» **Page excerpt**:
------------------------------
They had to go down south to get some manure. And they had to mix the manure with water, but the water couldn't have any chlorine in it, so they had to fetch buckets and buckets of water from the Charles River.

"Cow manure is getting all over us in ways that we're not liking it," Matthew says. "At this point Jegan is so covered that I say, 'You can't get in this truck with your pants on.' So as I'm driving, he's in the back with his pants off."

At one point, five or six of the lids fly off the back off the truck. Right in the middle of Mass. Ave.
Paul jumps out and yells, 'Hey man, don't touch those! They're covered in s--t!'"

Matthew's buddies, Paul and Jegan, unload the tanks at the park. (courtesy photo)
Matthew's buddies, Paul and Jegan, unload the tanks at the park. (courtesy photo)

"And Jegan's in the back, with his hands in his lap, no pants on, and he goes, 'Man, this night's getting out of hand.'"

And to what end? I mean, what does one do with the combustible gasses emitted by about 400 gallons of fermenting Charles River water and dung? Well, on that day in the rain, Matthew tried to show me.

"It goes from the digester into a pipe that goes below the outlet tank, and it goes up this lamppost and into the lamp fixture. And so now I'm going to go into the lamp fixture and light it."

Out came a rickety wooden ladder he'd been hiding in the bushes next to the park.

"So, the City of Boston gave me this lamp fixture."

It's lovely. It's an old Beacon Hill gas lamp.

He tries several times to ignite the gas. No dice.
------------------------------
» **Given instruction A**: Please copy the passage about the manure-powered lamp word for word, from its first line to its last.
The passage above has no connection to the entries that come next.

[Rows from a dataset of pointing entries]
------------------------------
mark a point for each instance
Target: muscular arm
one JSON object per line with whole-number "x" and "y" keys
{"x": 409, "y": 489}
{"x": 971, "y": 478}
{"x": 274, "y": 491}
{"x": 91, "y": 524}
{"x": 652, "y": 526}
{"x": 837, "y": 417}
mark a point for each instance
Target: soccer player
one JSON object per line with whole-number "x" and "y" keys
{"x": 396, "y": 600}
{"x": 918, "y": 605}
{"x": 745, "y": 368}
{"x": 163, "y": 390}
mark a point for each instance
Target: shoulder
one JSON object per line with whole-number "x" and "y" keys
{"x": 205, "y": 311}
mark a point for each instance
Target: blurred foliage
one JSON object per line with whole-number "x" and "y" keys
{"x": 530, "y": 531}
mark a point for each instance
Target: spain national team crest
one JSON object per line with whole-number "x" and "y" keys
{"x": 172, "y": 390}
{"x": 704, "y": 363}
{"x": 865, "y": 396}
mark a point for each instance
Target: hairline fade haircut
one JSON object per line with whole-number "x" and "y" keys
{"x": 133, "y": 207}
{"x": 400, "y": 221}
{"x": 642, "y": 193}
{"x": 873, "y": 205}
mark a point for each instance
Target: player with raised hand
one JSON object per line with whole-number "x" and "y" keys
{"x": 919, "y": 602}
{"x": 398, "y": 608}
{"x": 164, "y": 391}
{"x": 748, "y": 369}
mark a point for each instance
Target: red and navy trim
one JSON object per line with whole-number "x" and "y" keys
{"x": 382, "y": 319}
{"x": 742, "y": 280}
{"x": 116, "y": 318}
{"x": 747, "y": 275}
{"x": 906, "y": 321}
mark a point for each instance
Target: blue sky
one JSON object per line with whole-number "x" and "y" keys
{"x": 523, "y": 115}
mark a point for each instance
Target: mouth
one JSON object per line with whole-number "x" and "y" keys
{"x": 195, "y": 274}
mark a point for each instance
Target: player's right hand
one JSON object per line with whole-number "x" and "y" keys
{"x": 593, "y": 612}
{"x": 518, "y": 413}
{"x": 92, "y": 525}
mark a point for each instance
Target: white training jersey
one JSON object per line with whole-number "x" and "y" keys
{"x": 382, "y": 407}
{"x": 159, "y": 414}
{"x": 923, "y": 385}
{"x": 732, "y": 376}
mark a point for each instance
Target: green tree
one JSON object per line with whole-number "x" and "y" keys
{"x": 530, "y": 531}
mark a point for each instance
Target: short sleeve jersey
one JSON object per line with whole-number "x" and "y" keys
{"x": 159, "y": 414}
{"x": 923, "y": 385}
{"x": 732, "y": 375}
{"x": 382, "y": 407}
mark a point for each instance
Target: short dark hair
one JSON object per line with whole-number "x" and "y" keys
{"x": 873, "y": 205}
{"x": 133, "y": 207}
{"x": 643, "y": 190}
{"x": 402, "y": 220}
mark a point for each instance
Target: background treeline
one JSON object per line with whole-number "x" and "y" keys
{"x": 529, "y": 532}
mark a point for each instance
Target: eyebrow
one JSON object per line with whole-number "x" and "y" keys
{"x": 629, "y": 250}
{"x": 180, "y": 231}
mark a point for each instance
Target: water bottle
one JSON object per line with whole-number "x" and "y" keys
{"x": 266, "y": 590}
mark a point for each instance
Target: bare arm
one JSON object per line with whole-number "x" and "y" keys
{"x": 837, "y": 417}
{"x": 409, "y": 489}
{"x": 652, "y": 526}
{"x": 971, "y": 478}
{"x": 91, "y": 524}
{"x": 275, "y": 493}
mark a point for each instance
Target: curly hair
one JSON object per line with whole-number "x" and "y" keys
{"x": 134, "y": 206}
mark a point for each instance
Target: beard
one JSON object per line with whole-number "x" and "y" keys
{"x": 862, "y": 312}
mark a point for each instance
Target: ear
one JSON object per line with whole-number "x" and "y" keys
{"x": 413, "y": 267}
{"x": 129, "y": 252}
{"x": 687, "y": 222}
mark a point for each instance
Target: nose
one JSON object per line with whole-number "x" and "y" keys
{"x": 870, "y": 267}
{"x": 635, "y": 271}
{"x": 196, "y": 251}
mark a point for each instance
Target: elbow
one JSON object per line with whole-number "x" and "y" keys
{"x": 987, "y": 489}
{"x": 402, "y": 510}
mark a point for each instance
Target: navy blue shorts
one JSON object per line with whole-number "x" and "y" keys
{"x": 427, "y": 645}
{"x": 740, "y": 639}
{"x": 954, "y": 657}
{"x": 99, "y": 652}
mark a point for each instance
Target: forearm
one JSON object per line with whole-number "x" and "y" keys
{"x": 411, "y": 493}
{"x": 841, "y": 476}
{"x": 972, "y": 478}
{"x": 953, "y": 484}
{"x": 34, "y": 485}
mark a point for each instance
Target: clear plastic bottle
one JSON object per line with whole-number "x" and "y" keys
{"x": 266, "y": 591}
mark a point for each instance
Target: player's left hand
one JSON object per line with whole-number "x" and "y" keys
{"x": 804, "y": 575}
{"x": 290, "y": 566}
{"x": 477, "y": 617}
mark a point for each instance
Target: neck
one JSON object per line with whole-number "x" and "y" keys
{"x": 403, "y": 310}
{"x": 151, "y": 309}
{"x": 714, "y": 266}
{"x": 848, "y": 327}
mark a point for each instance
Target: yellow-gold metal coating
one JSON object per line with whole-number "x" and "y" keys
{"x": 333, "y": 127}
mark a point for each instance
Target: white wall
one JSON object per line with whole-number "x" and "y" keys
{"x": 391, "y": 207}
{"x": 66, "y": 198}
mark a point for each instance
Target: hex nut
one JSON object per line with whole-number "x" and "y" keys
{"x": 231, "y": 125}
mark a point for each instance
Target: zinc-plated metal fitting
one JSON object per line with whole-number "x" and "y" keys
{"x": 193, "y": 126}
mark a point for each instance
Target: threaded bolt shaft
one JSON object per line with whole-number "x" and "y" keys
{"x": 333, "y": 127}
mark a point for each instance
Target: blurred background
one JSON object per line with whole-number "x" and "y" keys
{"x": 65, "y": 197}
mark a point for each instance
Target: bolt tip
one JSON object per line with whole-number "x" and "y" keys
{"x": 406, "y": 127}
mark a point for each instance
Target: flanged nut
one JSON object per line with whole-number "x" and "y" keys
------------------------------
» **Given instruction B**: Count the lines in the entries that contain the word "metal", treating uppercase and lowercase as different, and reply with the number alone.

» **Right answer A**:
They had to go down south to get some manure. And they had to mix the manure with water, but the water couldn't have any chlorine in it, so they had to fetch buckets and buckets of water from the Charles River.

"Cow manure is getting all over us in ways that we're not liking it," Matthew says. "At this point Jegan is so covered that I say, 'You can't get in this truck with your pants on.' So as I'm driving, he's in the back with his pants off."

At one point, five or six of the lids fly off the back off the truck. Right in the middle of Mass. Ave.
Paul jumps out and yells, 'Hey man, don't touch those! They're covered in s--t!'"

Matthew's buddies, Paul and Jegan, unload the tanks at the park. (courtesy photo)
Matthew's buddies, Paul and Jegan, unload the tanks at the park. (courtesy photo)

"And Jegan's in the back, with his hands in his lap, no pants on, and he goes, 'Man, this night's getting out of hand.'"

And to what end? I mean, what does one do with the combustible gasses emitted by about 400 gallons of fermenting Charles River water and dung? Well, on that day in the rain, Matthew tried to show me.

"It goes from the digester into a pipe that goes below the outlet tank, and it goes up this lamppost and into the lamp fixture. And so now I'm going to go into the lamp fixture and light it."

Out came a rickety wooden ladder he'd been hiding in the bushes next to the park.

"So, the City of Boston gave me this lamp fixture."

It's lovely. It's an old Beacon Hill gas lamp.

He tries several times to ignite the gas. No dice.

» **Right answer B**: 2